EXERCISE MATERIALS START

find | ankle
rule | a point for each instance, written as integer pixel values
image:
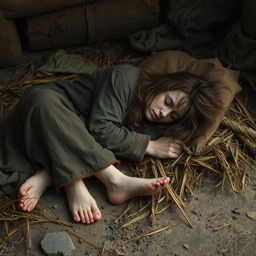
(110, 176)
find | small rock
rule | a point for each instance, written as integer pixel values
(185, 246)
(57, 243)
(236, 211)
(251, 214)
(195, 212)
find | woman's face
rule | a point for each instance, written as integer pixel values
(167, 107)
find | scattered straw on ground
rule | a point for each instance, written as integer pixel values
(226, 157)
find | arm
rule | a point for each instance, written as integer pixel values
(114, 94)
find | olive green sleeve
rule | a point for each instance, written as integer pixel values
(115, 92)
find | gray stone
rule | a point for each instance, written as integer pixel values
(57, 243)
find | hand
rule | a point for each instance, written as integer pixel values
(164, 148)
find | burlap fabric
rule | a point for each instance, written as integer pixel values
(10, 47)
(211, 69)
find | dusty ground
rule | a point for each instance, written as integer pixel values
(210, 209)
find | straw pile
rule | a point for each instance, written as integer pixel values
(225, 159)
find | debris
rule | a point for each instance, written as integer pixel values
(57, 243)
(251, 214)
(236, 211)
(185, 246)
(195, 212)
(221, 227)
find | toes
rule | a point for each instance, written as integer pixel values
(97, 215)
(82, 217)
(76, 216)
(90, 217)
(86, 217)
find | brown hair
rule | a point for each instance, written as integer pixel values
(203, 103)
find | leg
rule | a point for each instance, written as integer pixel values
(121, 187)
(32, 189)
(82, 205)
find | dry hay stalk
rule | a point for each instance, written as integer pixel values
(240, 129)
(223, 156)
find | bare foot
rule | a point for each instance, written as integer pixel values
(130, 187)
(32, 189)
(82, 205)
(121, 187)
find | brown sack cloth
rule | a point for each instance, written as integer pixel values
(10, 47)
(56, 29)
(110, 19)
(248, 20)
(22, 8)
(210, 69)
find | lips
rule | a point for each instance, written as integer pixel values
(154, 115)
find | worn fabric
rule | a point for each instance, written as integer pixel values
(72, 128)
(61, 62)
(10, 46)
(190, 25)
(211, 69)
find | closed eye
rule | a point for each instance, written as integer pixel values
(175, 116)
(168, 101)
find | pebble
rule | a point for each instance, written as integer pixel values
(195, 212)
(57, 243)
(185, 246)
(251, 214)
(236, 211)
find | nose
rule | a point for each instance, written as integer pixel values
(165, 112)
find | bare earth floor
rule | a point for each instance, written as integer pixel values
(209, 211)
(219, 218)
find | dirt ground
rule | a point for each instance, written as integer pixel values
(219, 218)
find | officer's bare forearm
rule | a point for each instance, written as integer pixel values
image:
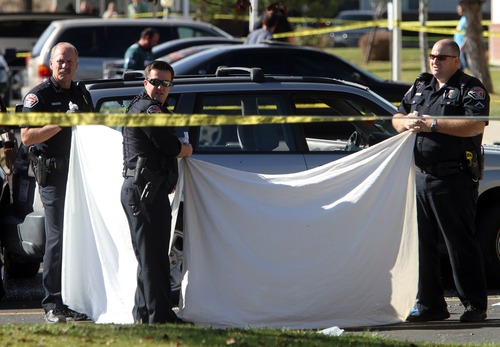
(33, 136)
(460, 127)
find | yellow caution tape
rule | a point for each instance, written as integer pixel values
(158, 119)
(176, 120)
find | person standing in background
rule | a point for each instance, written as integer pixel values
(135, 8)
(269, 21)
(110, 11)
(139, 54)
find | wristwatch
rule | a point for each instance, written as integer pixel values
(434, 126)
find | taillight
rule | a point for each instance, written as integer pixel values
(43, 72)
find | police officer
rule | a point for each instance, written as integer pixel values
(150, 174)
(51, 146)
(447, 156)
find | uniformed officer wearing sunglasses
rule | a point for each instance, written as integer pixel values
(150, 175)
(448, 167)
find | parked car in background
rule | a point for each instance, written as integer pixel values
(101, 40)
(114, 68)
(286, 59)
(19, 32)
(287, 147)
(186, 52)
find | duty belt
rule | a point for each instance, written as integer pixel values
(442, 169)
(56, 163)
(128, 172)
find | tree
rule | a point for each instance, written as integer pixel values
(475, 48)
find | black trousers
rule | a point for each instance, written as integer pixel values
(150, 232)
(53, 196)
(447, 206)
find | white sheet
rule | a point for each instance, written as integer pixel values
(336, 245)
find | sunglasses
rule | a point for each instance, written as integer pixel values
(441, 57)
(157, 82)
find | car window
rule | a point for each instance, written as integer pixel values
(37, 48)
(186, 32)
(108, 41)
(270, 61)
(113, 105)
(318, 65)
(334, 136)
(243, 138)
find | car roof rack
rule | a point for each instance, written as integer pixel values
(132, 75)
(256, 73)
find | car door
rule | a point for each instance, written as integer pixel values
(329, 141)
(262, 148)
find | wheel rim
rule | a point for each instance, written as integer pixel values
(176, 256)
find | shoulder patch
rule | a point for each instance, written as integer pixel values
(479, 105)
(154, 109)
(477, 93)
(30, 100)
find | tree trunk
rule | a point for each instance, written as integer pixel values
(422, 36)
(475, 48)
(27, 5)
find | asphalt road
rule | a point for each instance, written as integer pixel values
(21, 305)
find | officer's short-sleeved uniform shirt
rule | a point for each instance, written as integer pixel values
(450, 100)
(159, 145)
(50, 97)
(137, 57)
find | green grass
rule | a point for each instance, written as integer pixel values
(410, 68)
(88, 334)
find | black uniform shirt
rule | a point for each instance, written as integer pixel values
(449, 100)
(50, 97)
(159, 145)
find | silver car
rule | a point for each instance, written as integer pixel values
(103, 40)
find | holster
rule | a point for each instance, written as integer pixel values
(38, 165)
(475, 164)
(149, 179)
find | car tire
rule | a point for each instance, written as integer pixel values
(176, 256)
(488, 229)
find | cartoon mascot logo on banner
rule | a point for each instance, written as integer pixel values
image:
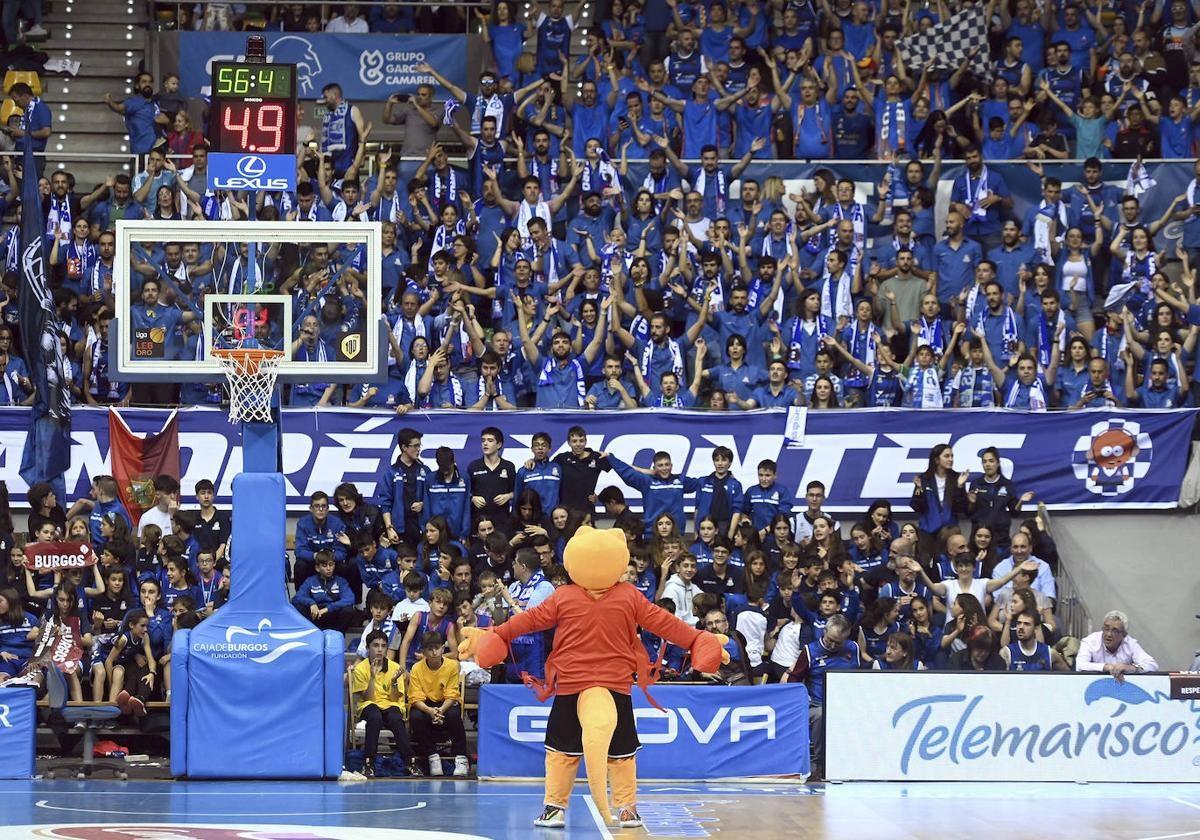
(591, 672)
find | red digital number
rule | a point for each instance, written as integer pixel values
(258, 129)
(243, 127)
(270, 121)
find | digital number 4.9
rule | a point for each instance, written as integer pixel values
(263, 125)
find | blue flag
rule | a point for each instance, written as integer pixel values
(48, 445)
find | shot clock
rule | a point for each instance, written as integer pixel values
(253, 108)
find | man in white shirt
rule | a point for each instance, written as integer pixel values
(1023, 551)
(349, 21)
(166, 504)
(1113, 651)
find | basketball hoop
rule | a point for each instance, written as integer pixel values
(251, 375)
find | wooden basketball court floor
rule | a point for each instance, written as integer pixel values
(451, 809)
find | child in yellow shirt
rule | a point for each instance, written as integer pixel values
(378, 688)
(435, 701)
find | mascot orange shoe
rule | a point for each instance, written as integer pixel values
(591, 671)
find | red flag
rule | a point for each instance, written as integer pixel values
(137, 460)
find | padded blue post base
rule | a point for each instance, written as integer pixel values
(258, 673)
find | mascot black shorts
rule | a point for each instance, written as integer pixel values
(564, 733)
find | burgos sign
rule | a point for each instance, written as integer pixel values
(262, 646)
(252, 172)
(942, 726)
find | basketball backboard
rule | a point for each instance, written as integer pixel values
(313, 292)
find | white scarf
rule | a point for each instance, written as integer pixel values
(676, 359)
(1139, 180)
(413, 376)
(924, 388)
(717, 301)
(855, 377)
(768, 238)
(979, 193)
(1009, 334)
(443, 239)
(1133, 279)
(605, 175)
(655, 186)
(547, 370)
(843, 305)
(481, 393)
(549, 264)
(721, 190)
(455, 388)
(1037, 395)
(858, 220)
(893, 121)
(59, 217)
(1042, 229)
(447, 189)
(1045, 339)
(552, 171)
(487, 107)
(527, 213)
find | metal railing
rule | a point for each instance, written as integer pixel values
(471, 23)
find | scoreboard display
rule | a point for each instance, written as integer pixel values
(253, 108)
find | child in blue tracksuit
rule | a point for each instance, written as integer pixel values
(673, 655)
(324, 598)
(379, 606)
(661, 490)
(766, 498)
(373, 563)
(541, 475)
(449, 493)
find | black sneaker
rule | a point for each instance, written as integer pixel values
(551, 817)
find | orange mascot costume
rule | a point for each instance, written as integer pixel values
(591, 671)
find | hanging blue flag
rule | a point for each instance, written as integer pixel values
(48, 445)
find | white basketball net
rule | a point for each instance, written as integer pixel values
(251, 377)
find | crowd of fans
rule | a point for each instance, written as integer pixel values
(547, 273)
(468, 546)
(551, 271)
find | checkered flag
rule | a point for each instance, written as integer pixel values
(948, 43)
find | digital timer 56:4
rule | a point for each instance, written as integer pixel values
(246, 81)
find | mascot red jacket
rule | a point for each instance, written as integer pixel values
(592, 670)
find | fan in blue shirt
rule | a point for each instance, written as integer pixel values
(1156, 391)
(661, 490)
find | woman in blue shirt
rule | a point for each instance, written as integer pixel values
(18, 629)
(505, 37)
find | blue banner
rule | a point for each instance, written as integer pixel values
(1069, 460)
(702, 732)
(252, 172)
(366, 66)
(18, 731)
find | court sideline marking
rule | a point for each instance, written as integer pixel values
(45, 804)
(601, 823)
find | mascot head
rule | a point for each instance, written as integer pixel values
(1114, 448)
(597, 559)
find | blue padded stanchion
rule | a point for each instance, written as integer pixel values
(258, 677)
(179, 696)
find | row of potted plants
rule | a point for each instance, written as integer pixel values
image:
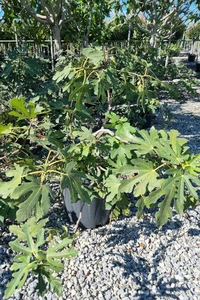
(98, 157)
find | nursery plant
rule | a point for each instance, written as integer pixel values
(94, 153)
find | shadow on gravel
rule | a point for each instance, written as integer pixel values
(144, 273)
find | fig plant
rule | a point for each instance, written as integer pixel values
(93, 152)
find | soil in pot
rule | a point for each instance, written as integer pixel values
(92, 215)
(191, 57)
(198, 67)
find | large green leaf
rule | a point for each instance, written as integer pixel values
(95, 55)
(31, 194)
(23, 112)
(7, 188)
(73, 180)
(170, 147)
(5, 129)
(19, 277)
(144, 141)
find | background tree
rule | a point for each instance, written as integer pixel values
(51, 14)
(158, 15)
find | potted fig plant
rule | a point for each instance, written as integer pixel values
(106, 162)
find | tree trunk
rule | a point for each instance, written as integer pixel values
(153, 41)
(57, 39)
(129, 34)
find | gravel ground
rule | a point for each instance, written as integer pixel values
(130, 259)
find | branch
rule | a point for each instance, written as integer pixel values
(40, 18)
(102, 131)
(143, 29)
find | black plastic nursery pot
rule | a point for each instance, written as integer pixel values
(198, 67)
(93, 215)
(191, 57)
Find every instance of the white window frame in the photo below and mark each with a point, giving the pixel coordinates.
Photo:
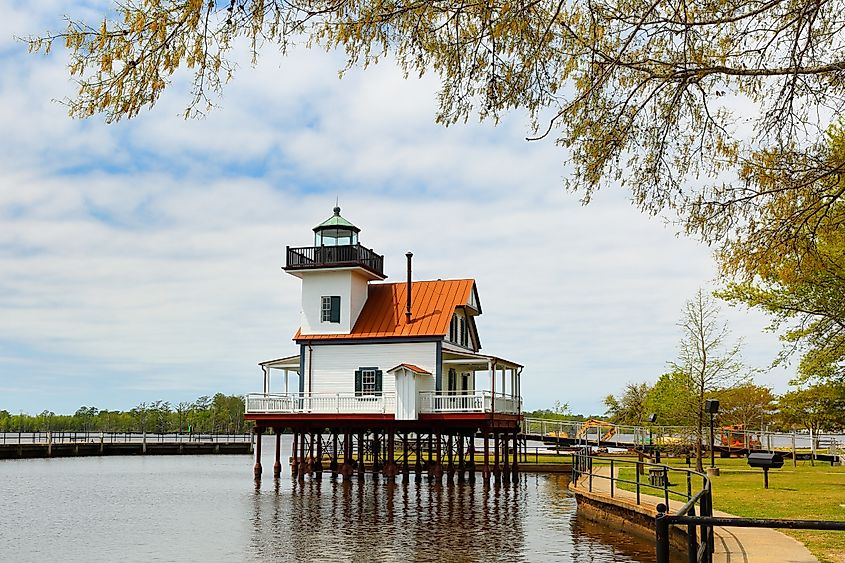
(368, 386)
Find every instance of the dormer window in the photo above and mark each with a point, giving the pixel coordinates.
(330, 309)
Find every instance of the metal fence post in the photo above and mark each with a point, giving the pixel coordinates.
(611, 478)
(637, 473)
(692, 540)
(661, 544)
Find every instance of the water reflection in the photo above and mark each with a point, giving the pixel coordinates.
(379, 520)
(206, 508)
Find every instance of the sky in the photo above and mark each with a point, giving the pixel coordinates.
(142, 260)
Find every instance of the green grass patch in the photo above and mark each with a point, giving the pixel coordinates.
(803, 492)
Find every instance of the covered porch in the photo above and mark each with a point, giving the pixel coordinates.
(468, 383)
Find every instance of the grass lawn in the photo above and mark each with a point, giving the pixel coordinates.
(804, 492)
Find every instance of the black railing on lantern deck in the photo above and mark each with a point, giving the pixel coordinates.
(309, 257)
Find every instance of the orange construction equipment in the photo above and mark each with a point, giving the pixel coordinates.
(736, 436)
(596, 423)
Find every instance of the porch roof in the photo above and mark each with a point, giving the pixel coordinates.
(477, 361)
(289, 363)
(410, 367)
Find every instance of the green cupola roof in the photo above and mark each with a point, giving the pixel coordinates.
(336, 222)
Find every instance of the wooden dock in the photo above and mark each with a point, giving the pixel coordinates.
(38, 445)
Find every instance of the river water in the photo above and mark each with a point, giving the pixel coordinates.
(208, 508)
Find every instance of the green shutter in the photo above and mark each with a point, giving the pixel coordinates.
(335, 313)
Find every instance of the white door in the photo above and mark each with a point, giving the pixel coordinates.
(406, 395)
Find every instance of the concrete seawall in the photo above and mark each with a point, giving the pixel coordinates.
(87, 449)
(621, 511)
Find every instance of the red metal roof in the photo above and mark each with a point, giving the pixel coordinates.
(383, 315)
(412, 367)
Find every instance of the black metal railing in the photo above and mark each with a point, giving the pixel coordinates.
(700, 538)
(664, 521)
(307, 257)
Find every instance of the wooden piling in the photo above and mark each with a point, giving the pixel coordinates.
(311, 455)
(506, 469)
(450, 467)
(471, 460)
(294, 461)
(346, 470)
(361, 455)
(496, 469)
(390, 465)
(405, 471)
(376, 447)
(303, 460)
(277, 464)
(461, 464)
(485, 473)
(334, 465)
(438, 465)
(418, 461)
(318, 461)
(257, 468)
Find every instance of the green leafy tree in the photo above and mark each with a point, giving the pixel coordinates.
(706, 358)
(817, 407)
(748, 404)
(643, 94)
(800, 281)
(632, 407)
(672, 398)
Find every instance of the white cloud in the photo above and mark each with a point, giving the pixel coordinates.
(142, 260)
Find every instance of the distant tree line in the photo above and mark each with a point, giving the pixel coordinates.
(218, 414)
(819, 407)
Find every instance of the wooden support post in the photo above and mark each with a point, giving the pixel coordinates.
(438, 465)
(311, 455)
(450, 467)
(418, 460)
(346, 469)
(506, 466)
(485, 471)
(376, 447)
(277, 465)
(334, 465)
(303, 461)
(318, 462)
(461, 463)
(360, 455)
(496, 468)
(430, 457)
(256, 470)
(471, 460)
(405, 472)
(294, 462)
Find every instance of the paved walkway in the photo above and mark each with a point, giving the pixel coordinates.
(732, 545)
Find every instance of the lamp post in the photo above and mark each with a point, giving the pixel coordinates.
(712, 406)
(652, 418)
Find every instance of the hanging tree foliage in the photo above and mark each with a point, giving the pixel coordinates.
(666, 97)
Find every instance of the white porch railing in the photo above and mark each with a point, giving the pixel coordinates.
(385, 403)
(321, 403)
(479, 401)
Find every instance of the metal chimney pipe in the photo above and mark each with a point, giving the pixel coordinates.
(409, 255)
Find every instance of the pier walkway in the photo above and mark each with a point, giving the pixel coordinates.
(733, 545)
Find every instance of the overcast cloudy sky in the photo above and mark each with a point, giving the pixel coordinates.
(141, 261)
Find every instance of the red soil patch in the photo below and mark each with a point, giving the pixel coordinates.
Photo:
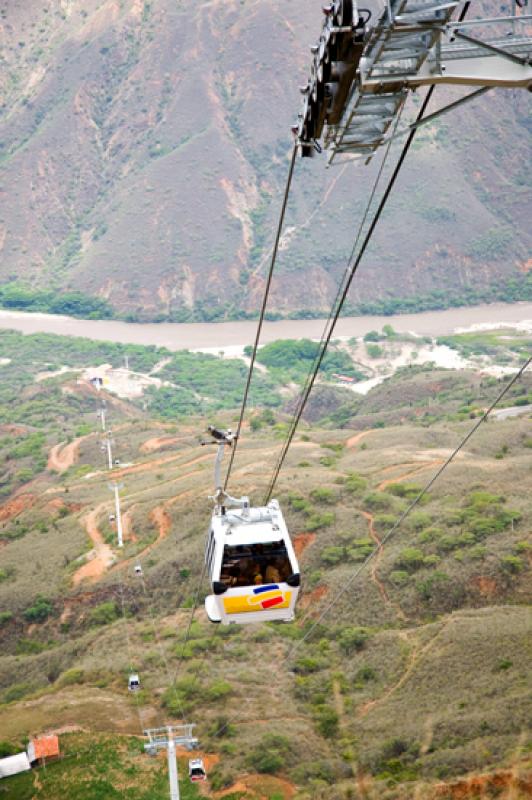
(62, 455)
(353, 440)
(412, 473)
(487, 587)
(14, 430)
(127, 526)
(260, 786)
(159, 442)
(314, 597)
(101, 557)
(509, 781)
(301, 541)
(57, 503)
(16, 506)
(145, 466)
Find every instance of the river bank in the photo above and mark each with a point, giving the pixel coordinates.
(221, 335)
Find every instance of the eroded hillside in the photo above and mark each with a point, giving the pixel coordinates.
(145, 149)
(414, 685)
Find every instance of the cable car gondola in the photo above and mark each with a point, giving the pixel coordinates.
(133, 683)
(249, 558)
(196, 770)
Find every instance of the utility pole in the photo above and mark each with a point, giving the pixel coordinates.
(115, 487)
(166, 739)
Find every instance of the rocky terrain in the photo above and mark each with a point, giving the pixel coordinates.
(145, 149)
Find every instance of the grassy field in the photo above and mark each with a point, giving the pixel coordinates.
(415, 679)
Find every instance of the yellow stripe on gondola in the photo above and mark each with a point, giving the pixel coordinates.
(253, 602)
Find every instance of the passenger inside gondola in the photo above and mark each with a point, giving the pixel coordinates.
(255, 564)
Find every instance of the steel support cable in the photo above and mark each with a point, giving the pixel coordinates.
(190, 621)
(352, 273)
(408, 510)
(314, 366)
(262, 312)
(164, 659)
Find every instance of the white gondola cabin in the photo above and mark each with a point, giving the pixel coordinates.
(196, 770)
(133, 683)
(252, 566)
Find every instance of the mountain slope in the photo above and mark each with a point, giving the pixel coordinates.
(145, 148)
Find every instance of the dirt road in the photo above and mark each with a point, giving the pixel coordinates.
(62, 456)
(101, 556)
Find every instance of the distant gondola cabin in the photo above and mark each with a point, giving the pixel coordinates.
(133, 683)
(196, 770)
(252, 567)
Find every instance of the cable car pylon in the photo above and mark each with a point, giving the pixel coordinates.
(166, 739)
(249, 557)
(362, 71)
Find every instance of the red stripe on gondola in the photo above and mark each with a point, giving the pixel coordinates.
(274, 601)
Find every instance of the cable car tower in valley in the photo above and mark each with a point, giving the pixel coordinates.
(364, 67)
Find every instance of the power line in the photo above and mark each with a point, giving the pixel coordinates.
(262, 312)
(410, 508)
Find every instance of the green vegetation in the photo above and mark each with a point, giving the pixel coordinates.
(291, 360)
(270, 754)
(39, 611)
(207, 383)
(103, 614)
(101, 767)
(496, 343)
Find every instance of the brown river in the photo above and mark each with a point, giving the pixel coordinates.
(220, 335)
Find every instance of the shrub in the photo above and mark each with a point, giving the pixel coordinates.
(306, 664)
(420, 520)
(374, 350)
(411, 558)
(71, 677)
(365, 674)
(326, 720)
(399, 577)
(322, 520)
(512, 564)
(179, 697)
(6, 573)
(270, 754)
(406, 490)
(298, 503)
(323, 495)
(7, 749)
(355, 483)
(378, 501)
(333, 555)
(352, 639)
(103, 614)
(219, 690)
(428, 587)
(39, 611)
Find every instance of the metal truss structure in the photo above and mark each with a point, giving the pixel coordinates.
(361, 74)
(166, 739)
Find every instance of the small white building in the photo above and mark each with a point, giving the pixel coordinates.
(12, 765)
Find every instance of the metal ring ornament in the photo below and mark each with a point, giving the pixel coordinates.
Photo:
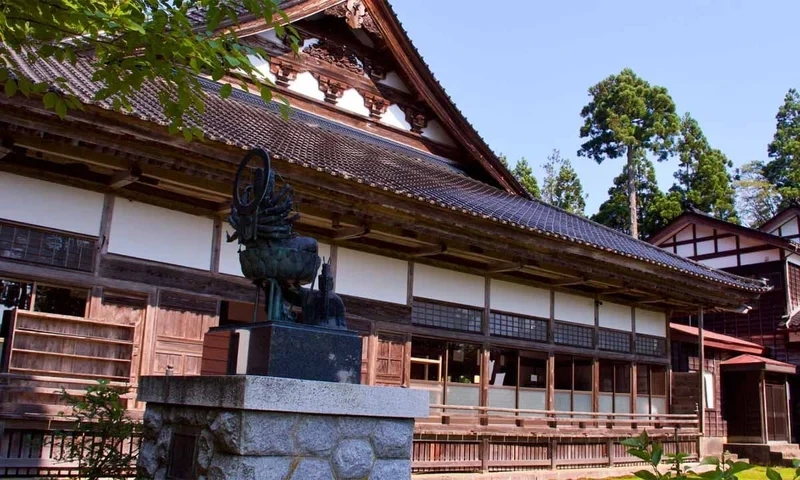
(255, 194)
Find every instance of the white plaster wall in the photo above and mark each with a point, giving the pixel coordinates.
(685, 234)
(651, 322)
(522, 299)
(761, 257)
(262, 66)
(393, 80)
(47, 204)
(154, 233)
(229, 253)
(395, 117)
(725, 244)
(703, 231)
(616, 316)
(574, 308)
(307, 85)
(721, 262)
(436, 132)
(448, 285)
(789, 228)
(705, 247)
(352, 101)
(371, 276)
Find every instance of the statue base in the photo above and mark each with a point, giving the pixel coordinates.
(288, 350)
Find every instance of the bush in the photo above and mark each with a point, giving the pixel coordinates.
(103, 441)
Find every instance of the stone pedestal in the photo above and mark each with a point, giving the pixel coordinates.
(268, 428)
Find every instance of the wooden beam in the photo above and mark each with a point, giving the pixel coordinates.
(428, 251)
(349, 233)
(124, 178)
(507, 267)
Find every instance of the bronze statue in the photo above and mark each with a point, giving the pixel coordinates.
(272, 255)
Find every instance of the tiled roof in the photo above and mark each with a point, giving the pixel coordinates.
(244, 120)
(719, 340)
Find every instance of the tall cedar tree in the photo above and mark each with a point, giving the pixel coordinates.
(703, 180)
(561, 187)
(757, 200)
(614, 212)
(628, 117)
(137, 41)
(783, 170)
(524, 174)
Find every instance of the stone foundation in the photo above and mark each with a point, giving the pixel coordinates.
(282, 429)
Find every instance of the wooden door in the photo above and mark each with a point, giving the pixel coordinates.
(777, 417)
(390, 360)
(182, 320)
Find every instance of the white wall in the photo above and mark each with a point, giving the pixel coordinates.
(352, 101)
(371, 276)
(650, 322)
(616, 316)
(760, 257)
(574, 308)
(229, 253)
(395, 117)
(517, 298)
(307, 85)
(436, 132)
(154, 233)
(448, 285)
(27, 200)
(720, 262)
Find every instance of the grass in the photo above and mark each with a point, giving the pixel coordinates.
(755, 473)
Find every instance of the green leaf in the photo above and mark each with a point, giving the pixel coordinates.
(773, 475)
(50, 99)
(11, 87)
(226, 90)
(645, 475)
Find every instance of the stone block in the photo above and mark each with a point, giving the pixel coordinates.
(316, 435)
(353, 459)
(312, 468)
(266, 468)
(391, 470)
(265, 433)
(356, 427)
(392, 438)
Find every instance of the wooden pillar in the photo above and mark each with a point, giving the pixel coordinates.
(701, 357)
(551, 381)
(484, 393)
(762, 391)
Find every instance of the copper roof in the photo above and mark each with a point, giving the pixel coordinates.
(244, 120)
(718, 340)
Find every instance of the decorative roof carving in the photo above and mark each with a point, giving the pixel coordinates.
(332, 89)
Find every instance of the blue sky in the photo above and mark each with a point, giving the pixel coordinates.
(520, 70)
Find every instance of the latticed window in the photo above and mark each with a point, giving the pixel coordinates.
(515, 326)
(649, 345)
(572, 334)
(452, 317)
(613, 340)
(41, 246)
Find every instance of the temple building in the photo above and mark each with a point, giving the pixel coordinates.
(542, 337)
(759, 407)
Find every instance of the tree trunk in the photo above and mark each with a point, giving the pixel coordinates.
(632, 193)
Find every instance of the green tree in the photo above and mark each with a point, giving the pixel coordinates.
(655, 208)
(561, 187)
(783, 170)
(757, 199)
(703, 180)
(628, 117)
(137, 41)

EXERCISE MATERIALS END

## ABOUT THIS TASK:
Search the entries for the string "court" and collect each line that has it.

## ANSWER:
find | wooden basketball court floor
find | court sideline marking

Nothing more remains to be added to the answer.